### EXERCISE DETAILS
Could you restate, word for word, the line that has "target | white concrete pillar" and all lines following it through the end of the entries below?

** Opening ENTRIES SUPPLIED block **

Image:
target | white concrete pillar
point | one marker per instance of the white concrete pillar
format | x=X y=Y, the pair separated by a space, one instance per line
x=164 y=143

** Closing ENTRIES SUPPLIED block **

### EXERCISE RESPONSE
target | white concrete pillar
point | one marker per instance of the white concrete pillar
format | x=X y=Y, the pair separated by a space, one instance per line
x=164 y=143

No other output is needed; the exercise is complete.